# [Your task]
Every record must appear in your reply exactly as written.

Items from a data source
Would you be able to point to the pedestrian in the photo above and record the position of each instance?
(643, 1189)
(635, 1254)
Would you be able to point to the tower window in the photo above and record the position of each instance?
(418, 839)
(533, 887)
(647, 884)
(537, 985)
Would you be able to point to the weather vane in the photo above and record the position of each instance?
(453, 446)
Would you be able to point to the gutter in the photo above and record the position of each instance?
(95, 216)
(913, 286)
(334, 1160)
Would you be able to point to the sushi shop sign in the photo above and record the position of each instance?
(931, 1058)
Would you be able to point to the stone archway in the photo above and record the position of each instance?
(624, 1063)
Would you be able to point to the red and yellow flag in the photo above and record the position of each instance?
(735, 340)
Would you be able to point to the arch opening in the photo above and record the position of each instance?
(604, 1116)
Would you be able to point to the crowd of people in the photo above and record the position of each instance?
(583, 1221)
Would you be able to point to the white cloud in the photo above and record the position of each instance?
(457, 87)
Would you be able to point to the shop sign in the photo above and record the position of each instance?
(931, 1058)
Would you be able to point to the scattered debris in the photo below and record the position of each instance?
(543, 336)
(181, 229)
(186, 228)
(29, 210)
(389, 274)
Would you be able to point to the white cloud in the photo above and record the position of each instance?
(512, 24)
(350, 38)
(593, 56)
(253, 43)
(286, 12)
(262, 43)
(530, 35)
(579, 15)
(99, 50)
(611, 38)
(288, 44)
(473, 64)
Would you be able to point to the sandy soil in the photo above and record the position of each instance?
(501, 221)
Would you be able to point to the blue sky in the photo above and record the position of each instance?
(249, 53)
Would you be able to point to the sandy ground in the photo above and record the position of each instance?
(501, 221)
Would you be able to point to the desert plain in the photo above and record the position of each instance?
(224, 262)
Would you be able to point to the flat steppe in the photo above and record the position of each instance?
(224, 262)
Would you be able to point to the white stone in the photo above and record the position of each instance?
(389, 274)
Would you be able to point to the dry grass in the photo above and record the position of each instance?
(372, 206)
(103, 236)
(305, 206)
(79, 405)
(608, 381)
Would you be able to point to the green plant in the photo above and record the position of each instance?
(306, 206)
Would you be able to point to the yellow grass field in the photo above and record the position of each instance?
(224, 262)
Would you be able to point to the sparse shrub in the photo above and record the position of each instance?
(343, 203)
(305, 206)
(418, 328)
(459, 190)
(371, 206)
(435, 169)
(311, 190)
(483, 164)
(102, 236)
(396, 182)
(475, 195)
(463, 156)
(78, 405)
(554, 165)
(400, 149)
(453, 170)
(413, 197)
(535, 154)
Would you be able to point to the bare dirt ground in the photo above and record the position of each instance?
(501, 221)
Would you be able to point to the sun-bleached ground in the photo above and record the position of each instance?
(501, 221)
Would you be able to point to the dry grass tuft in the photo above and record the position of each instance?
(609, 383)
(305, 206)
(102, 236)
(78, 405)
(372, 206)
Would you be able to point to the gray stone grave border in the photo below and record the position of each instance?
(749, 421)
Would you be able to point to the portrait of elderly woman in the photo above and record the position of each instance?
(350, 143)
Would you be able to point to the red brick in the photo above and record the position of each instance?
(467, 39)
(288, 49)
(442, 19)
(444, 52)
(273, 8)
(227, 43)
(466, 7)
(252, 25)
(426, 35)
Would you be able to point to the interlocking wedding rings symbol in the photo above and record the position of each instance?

# [Reply]
Would you be able to point to the pedestrian in the photo above and record the position of each instance?
(643, 1189)
(635, 1254)
Would you be able to point to the tower window in the photo above and record the position of each instance?
(418, 839)
(533, 887)
(647, 884)
(537, 985)
Would you be able to point to the weather vane in the photo above and record the position of each instance?
(453, 446)
Would you be able to point to the gutter in the photo above and record the position of each instance?
(95, 216)
(913, 286)
(334, 1160)
Would you be able to point to the sushi shop sign in the photo above and record the position of each instance?
(931, 1058)
Would you be able to point to the stone archway in the photo above and record the position of each instance?
(624, 1063)
Would you be able to point to the red and yellow flag in the photo above and record the position of each instance?
(735, 340)
Would you be able to point to the arch opening in the photo above and record the position of each instance?
(604, 1116)
Would you be able to point to the crowd of people in the photo above and record the position of each instance?
(583, 1221)
Would you be able to point to the white cloud in the photo above and record the position of each instance?
(457, 87)
Would you be able to point to the shop sign in the photo above and record the position of each instance?
(931, 1058)
Would you be able to point to the scattered debris in the photo below and record the position of each instance?
(543, 336)
(181, 229)
(186, 228)
(29, 210)
(389, 274)
Would you be able to point to the white cloud in the photo above and record the position of each instance?
(512, 24)
(350, 38)
(593, 56)
(253, 43)
(286, 12)
(262, 43)
(530, 35)
(579, 15)
(99, 50)
(611, 38)
(288, 44)
(473, 64)
Would you be able to point to the sandy soil in the photo above and record the position of each instance?
(501, 221)
Would you be able to point to the blue sky in the photo above and record the position of each instance?
(249, 53)
Would you be able to point to the sandy ground in the photo above and record the position of each instance?
(501, 221)
Would you be able to point to the desert plain in the photo above and record the position of each instance?
(224, 262)
Would you be able to point to the flat steppe in the photo above and record the position of each instance?
(224, 262)
Would you be able to point to the white stone in the photo above and record the position of each instance?
(389, 274)
Would you be able to point to the dry grass in the photo above and record the position of each instance?
(372, 206)
(103, 236)
(305, 206)
(79, 405)
(608, 381)
Would you be able to point to the green plant in the photo above and record the position of each instance?
(306, 206)
Would you be able to point to the yellow grass field in the photo above and record the position of each instance?
(224, 262)
Would you be able to point to the sparse shrub in the photo above and record the position of each instance?
(343, 203)
(305, 206)
(418, 328)
(459, 190)
(371, 206)
(435, 169)
(311, 190)
(483, 164)
(102, 236)
(396, 182)
(475, 195)
(463, 156)
(78, 405)
(554, 165)
(400, 149)
(453, 170)
(413, 197)
(535, 154)
Would you be able to point to the bare dirt ground in the photo above and record the position of each instance?
(501, 221)
Would you be able to point to the sun-bleached ground in the photo above and record the position of each instance?
(501, 221)
Would you be able to point to the dry grass tuft in the photo above and record the position of each instance?
(609, 383)
(305, 206)
(102, 236)
(78, 405)
(372, 206)
Would you be able to point to the gray stone grave border in the photo below and record the position of each instance?
(749, 421)
Would you be able to point to the portrait of elderly woman in the photo above and record the position of each instance?
(350, 143)
Would you be able to point to the red brick in the photo above and record the position of each instance?
(467, 39)
(288, 49)
(442, 19)
(444, 52)
(273, 8)
(227, 43)
(466, 7)
(252, 25)
(426, 35)
Would you be able to point to the interlocking wedding rings symbol in the photo above and record the position of each instance?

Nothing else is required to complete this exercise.